Página —
◇ ◇ ◇
La ha puesto en el caballo
y ella se reía.
Ya le llevan un trayecto
sin palabritas hablar,
y al encontrar una oliva,
ella empezó de hablar.
-Aquí mi padre
plantó aquí esta oliva,
mi padre la planta,
yo se la tenía,
mi hermano don Güeso
los potros corría,
mi hermana mayor
las puertas le abría.
mi madre la reina
lavaba y cosía.
-¡Abra usté, mi madre,
puertas de alegría,
que por traerle una nuera
le traigo una hija!
-Si es una nuera,
será bienvenida,
si es una hija,
mejor recibida.
-Déme usté, mi madre,
llaves de allá arriba,
por ver si conozco
donde yo dormía.
He aquí mi ropa,
que la dejé nueva
y la encuentro raída.
En aquella cocina donde los dos nos encontrábamos habían cantado muchas veces, la madre y el padre de Florencia, y luego ella, el romance de Gerineldo:
-Gerineldo, Gerineldo,
paje del rey muy querido,
muchas damas y doncellas
querrían dormir contigo.
-Como soy vuestro criado,
cómo os burláis conmigo.
-No me burlo, Gerineldo,
que de veras os lo digo.
-Si me lo dices de veras,
esta noche iré al castillo.
A eso de la medianoche
Gerineldo va al castillo.
-¿Quién es el desvergonzado,
quién es el atrevido,
que a estas horas de la noche
viene a picar mi castillo?
-Soy Gerineldo, señora,
que vengo a lo prometido.
Le ha agarrado de la mano
Y a la cama le ha metido.
Su padre se ha dado cuenta
y al cuarto 'los dos se ha ido.
-Si mato a Gerineldo
es el paje más querido,
y si mato a la infantina,
queda mi reino perdido.
Ahí se os quedará mi espada,
que me sirve de testigo.
Despierta la infantina
con sueño despavorido.
-Levántate, Gerineldo,
que los dos somos cogidos,
que la espada de mi padre
entre los dos ha dormido.
-No es la espada de tu padre,
que la traigo yo consigo.
-Es la espada de mi padre,
que yo bien la he conocido.
La de mi padre es de plata
y la tuya es de metal fino.
Vete por esos jardines
a cortar rosas y lirios.
El buen rey que se ha dado cuenta
al encuentro le ha salido.
-¿Qué haces, Gerineldo,
tan temprano por este jardín venido?
-Ando por estos jardines
cortando rosas y lirios.
-La rosa que tú has cortado
el color se le ha torcido,
pasa por mi oficina
a firmar el compromiso,
y así mi reino
queda restablecido.
◇ ◇ ◇
Tu objetivo — Transcribe, tal cual aparece en el texto de los romances, el fragmento que se abre con las palabras "-¿Quién es el" y se cierra con "mi reino perdido.". El listado que aparece a continuación no guarda relación con el texto.

Segmento de datos —
◇ ◇ ◇
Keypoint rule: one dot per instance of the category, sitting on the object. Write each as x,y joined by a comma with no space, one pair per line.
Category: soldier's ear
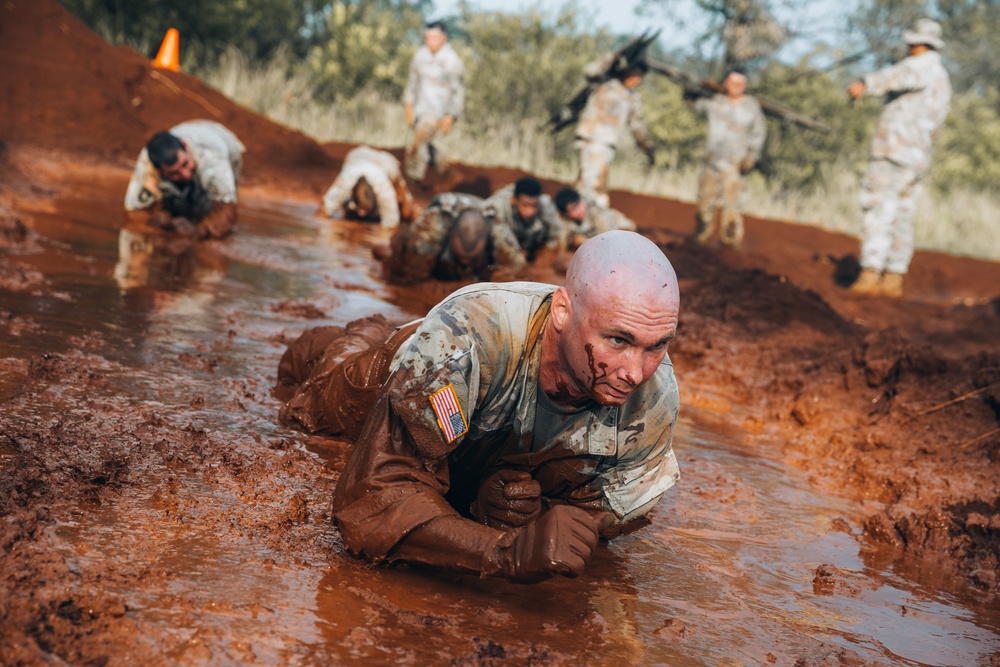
◇ ◇ ◇
Solución escrita —
-¿Quién es el desvergonzado,
quién es el atrevido,
que a estas horas de la noche
viene a picar mi castillo?
-Soy Gerineldo, señora,
que vengo a lo prometido.
Le ha agarrado de la mano
Y a la cama le ha metido.
Su padre se ha dado cuenta
y al cuarto 'los dos se ha ido.
-Si mato a Gerineldo
es el paje más querido,
y si mato a la infantina,
queda mi reino perdido.